== Information ==

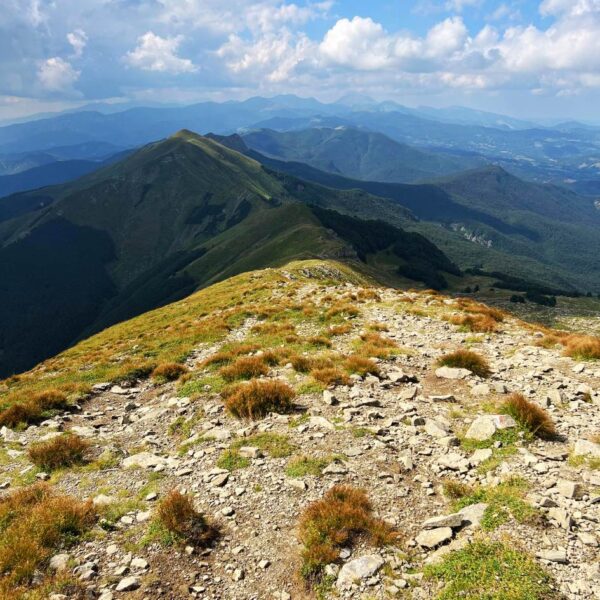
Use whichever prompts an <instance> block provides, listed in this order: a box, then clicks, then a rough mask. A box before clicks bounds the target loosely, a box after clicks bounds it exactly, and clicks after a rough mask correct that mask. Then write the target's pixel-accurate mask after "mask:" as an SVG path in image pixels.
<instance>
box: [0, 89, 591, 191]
mask: <svg viewBox="0 0 600 600" xmlns="http://www.w3.org/2000/svg"><path fill="white" fill-rule="evenodd" d="M88 108H90V109H94V110H85V107H84V109H82V110H77V111H72V112H68V113H63V114H59V115H57V116H53V117H45V118H41V119H37V120H32V121H28V122H24V123H15V124H12V125H8V126H5V127H0V174H2V171H1V169H2V166H1V165H2V156H1V155H7V154H8V155H10V154H14V153H20V154H23V153H39V152H47V151H49V150H53V149H55V148H57V147H64V146H77V145H81V144H98V143H104V144H114V143H115V140H118V141H119V142H118V143H119V146H120V148H131V147H136V146H141V145H143V144H147V143H149V142H151V141H152V140H156V139H161V138H164V137H167V136H168V135H170V134H171V133H172V132H173V131H176V130H179V129H183V128H188V129H192V130H194V131H198V132H199V133H203V134H205V133H208V132H215V133H218V134H221V135H228V134H232V133H235V132H243V131H248V130H255V129H272V130H276V131H280V132H283V131H292V130H304V129H312V128H315V127H327V128H336V127H338V126H346V127H351V128H354V129H364V130H367V131H370V132H378V133H382V134H384V135H386V136H387V137H389V138H391V139H393V140H395V141H396V142H399V143H401V144H407V145H409V146H413V147H415V148H416V149H418V150H421V151H425V152H426V153H433V154H435V155H439V154H440V153H442V154H445V155H446V156H448V155H449V154H450V155H451V156H450V157H449V158H452V157H454V158H455V159H457V160H458V159H460V160H470V161H477V160H479V161H480V162H492V163H494V164H498V165H500V166H502V167H503V168H505V169H507V170H508V171H510V172H511V173H513V174H515V175H517V176H519V177H522V178H525V179H530V180H534V181H537V182H542V183H548V182H551V183H556V184H559V185H562V186H564V187H570V188H571V189H573V190H575V191H578V192H580V193H584V194H590V195H595V194H596V193H597V188H598V185H597V183H596V182H597V180H598V179H600V127H594V126H590V125H585V124H581V123H576V122H571V123H559V124H558V125H556V126H548V127H544V126H542V125H538V124H535V123H532V122H529V121H523V120H518V119H512V118H510V117H505V116H503V115H497V114H494V113H487V112H483V111H474V110H471V109H465V108H461V107H451V108H448V109H433V108H427V107H420V108H417V109H413V108H407V107H404V106H402V105H400V104H397V103H394V102H380V103H378V102H374V101H373V100H371V99H369V98H365V97H356V96H355V97H348V98H343V99H341V101H340V102H337V103H331V104H325V103H322V102H319V101H317V100H315V99H312V98H298V97H296V96H291V95H287V96H276V97H274V98H250V99H248V100H245V101H242V102H225V103H215V102H203V103H198V104H194V105H191V106H185V107H172V106H167V107H164V106H163V107H161V106H158V107H157V106H154V107H139V106H136V107H131V108H126V107H120V108H121V109H124V110H120V111H119V109H118V108H115V106H114V105H111V106H110V107H103V106H97V105H91V106H89V107H88ZM113 153H114V152H113ZM108 154H109V153H108V152H107V153H105V155H108ZM70 158H71V159H73V158H75V159H84V158H86V157H85V156H82V155H79V156H71V157H70ZM32 166H40V165H39V164H34V165H31V164H30V165H29V167H26V168H31V167H32ZM4 174H9V173H7V172H4Z"/></svg>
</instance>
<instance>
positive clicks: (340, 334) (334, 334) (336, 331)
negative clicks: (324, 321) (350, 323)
mask: <svg viewBox="0 0 600 600" xmlns="http://www.w3.org/2000/svg"><path fill="white" fill-rule="evenodd" d="M351 331H352V325H350V324H348V323H342V325H331V326H330V327H329V328H328V329H327V333H328V334H329V335H331V336H335V335H346V334H347V333H350V332H351Z"/></svg>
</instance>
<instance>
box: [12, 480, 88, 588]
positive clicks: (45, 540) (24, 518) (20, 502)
mask: <svg viewBox="0 0 600 600" xmlns="http://www.w3.org/2000/svg"><path fill="white" fill-rule="evenodd" d="M95 520H96V514H95V512H94V507H93V505H92V503H91V502H80V501H79V500H76V499H75V498H72V497H70V496H64V495H59V494H57V493H55V492H54V491H53V490H52V488H51V487H50V486H48V485H47V484H44V483H38V484H36V485H32V486H28V487H24V488H20V489H18V490H16V491H14V492H13V493H11V494H9V495H8V496H5V497H4V498H2V499H0V589H6V590H10V589H16V587H17V586H19V585H22V584H32V582H33V580H34V577H35V579H36V581H37V582H39V579H40V577H39V570H40V569H41V568H43V567H44V565H45V563H46V561H47V560H48V559H49V558H50V557H51V556H52V554H54V552H55V551H56V550H58V549H62V548H65V547H68V546H69V545H70V544H72V543H73V542H74V541H76V539H77V538H78V536H80V535H81V534H82V533H84V532H85V531H86V530H87V529H89V528H90V527H91V526H92V525H93V524H94V522H95ZM8 597H10V596H7V598H8ZM15 597H16V596H15Z"/></svg>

===

> **Exercise**
Please transcribe the material above exactly as written. Leave the pictures out.

> **Solved problem**
Use whichever prompts an <instance> block provides, listed in this order: a box, then clicks, then a rough mask. A box before clicks bounds the target loosely, a box after clicks bounds it exactly, and clicks after a rough mask correct that mask. Then write the target's pixel-accurate mask after "mask:" as an SVG path in image pixels.
<instance>
box: [0, 89, 591, 191]
mask: <svg viewBox="0 0 600 600" xmlns="http://www.w3.org/2000/svg"><path fill="white" fill-rule="evenodd" d="M88 108H90V109H94V110H85V107H84V109H82V110H77V111H72V112H68V113H63V114H59V115H57V116H53V117H45V118H41V119H37V120H32V121H28V122H24V123H15V124H12V125H8V126H5V127H0V174H2V171H1V169H2V166H1V165H2V156H1V155H7V154H8V155H10V154H14V153H20V154H23V153H39V152H47V151H49V150H53V149H55V148H57V147H64V146H77V145H81V144H98V143H104V144H114V143H115V140H118V141H119V142H118V143H119V146H120V148H131V147H136V146H141V145H143V144H147V143H149V142H151V141H152V140H156V139H161V138H164V137H167V136H168V135H170V134H171V133H172V132H173V131H176V130H179V129H183V128H188V129H192V130H194V131H198V132H199V133H203V134H205V133H208V132H215V133H218V134H221V135H228V134H232V133H235V132H243V131H248V130H255V129H272V130H276V131H280V132H283V131H292V130H304V129H312V128H315V127H327V128H336V127H338V126H346V127H351V128H354V129H364V130H367V131H370V132H378V133H382V134H384V135H386V136H387V137H389V138H391V139H393V140H395V141H396V142H399V143H401V144H407V145H409V146H413V147H415V148H416V149H418V150H421V151H425V152H426V153H433V154H435V155H439V154H440V153H442V154H445V155H446V156H448V155H449V154H450V155H451V156H450V157H449V158H452V157H454V158H455V159H457V160H458V159H460V160H470V161H477V160H479V161H480V162H492V163H494V164H498V165H500V166H502V167H503V168H505V169H507V170H508V171H510V172H511V173H513V174H515V175H517V176H519V177H522V178H525V179H530V180H534V181H537V182H542V183H548V182H551V183H556V184H559V185H562V186H564V187H570V188H571V189H573V190H575V191H578V192H580V193H584V194H590V195H595V194H596V193H597V188H598V185H597V183H596V182H597V180H598V179H600V127H594V126H590V125H585V124H581V123H576V122H571V123H559V124H558V125H556V126H548V127H544V126H542V125H538V124H535V123H532V122H529V121H523V120H518V119H512V118H510V117H505V116H503V115H497V114H494V113H487V112H483V111H474V110H471V109H465V108H461V107H451V108H448V109H433V108H427V107H420V108H417V109H413V108H407V107H404V106H402V105H400V104H397V103H394V102H380V103H378V102H374V101H373V100H371V99H369V98H365V97H356V96H355V97H348V98H343V99H341V101H340V102H337V103H331V104H325V103H322V102H319V101H317V100H315V99H312V98H298V97H296V96H291V95H287V96H276V97H274V98H250V99H248V100H245V101H242V102H225V103H215V102H203V103H198V104H194V105H191V106H185V107H172V106H167V107H164V106H163V107H161V106H158V107H157V106H154V107H139V106H136V107H131V108H126V107H120V108H121V109H124V110H120V111H119V109H118V108H115V106H114V105H111V106H110V107H103V106H97V105H91V106H89V107H88ZM113 153H114V152H113ZM108 154H109V153H108V152H107V153H105V155H108ZM70 158H71V159H73V158H75V159H84V158H86V157H85V156H82V155H79V156H71V157H70ZM32 166H40V165H39V164H34V165H31V164H30V165H29V167H26V168H31V167H32ZM4 174H9V173H7V172H4Z"/></svg>
</instance>
<instance>
positive clicks: (340, 334) (334, 334) (336, 331)
negative clicks: (324, 321) (350, 323)
mask: <svg viewBox="0 0 600 600" xmlns="http://www.w3.org/2000/svg"><path fill="white" fill-rule="evenodd" d="M351 331H352V325H350V324H348V323H342V325H331V326H330V327H329V328H328V329H327V333H328V334H329V335H331V336H335V335H346V334H347V333H350V332H351Z"/></svg>
</instance>
<instance>
box: [12, 480, 88, 588]
positive clicks: (45, 540) (24, 518) (20, 502)
mask: <svg viewBox="0 0 600 600" xmlns="http://www.w3.org/2000/svg"><path fill="white" fill-rule="evenodd" d="M95 520H96V514H95V512H94V507H93V505H92V503H91V502H80V501H79V500H76V499H75V498H72V497H70V496H64V495H59V494H57V493H55V492H54V491H53V490H52V488H51V487H50V486H48V485H47V484H44V483H38V484H36V485H32V486H28V487H24V488H20V489H18V490H16V491H14V492H13V493H11V494H9V495H8V496H5V497H4V498H2V499H0V589H6V590H10V589H16V587H17V586H19V585H22V584H32V582H33V580H34V577H35V579H36V581H37V582H39V579H40V577H39V570H40V569H41V568H43V567H44V565H45V563H46V561H47V560H48V559H49V558H50V557H51V556H52V554H54V552H55V551H56V550H58V549H62V548H65V547H68V546H69V545H70V544H72V543H73V542H74V541H76V539H77V538H78V536H80V535H81V534H82V533H84V532H85V531H86V530H87V529H89V528H90V527H91V526H92V525H93V524H94V522H95ZM8 597H10V596H7V598H8ZM15 597H16V596H15Z"/></svg>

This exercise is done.